____ Source passage
I don't want to post much in case some of you haven't seen it...and it's not that I didn't like it.  I just...well...it's just so different than I thought it would be.

Was any body else really bummed about the outcome?  And not just because of what happened to...well, the Pearl, but because of what happened to the characters.  

It made me sad.  Really sad.

I'll post more later...

July 13th, 2006

So this has become my pet peeve on LJ these days...

Let me start by saying that I completely understand that the I have complete control over the journals I go to.  And I understand that no one is happy all the time.  But I've found, since I started my own journal, that this realm is a place that tends to hold a lot of bad thoughts and negative energy.

Just yesterday I found a whole journal devoted to hating a particular actor.  Sure, I guess it would be funny if I too hated this particular person.  But I happened to find it not only distasteful but a complete waste of energy.  Why in the world do people devote so much energy and time to hating anything?  Especially a celebrity?  What a very sad way to live.  How empty their own lives must be that they have to build themsevles up by tearing another down.

*sigh*

Then I go to another beloved journal, devoted to yet another actor, and find that there are those who are there just to berate and criticize said actor.  I go because I'm a fan and like to get updates and all that.  And yes, no one is immune from the snark or even completely negative statements and thoughts, but why bother when it's all you do?  

It's obvious that the climate of the world is bothering me, the politics, the terror, the war, Ken Lay escaping prison (I swear he's in witness protection somewhere!!!)...I get overwhelmed by it.  But why make it worse by spreading such bad energy?  I'm not a hippy, but I do find it much easier to dwell on happy thoughts.  Maybe I need to find new journals to frequent.

I don't know.  *sigh*

EMO.

so post your happy thoughts here, will ya?
________
____ Records supplied
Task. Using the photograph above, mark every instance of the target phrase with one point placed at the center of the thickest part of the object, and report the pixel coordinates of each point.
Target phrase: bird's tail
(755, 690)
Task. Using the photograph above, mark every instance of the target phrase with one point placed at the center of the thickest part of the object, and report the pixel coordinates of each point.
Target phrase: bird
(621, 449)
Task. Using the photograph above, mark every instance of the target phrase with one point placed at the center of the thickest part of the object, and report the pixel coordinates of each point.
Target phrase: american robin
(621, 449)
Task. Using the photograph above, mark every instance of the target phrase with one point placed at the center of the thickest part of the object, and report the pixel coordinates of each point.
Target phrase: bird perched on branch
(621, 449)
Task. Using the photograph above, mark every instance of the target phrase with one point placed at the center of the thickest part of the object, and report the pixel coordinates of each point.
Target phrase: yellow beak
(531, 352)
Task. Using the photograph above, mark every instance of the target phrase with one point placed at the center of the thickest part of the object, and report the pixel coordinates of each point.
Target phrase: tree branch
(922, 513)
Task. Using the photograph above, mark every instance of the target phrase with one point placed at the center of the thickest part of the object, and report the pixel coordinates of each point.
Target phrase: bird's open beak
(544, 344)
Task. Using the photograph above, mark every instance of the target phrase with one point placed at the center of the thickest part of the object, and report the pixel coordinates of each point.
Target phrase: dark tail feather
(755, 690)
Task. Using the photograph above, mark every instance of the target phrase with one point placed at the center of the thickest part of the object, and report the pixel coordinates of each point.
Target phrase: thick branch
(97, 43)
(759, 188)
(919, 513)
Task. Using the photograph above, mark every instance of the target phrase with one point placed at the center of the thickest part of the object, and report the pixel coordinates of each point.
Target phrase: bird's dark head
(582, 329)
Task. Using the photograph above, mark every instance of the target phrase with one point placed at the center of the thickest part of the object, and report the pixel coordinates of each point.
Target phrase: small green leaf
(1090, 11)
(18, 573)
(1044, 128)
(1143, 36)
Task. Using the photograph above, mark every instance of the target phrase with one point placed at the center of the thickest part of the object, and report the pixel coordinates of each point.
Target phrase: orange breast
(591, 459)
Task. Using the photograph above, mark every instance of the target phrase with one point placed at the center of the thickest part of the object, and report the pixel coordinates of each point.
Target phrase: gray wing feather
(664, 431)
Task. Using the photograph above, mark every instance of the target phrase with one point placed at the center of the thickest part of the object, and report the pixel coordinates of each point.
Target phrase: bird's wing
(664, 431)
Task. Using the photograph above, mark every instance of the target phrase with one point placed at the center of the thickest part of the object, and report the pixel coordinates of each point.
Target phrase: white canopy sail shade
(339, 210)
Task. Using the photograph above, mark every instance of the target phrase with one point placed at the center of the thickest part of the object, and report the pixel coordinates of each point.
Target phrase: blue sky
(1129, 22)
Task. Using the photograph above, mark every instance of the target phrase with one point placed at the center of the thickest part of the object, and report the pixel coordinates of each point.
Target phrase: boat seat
________
**What is needed**. Transcribe word for word the part of the blog post above starting at "So this has" and ending at "tearing another down.".

**Your response**.
So this has become my pet peeve on LJ these days...

Let me start by saying that I completely understand that the I have complete control over the journals I go to.  And I understand that no one is happy all the time.  But I've found, since I started my own journal, that this realm is a place that tends to hold a lot of bad thoughts and negative energy.

Just yesterday I found a whole journal devoted to hating a particular actor.  Sure, I guess it would be funny if I too hated this particular person.  But I happened to find it not only distasteful but a complete waste of energy.  Why in the world do people devote so much energy and time to hating anything?  Especially a celebrity?  What a very sad way to live.  How empty their own lives must be that they have to build themsevles up by tearing another down.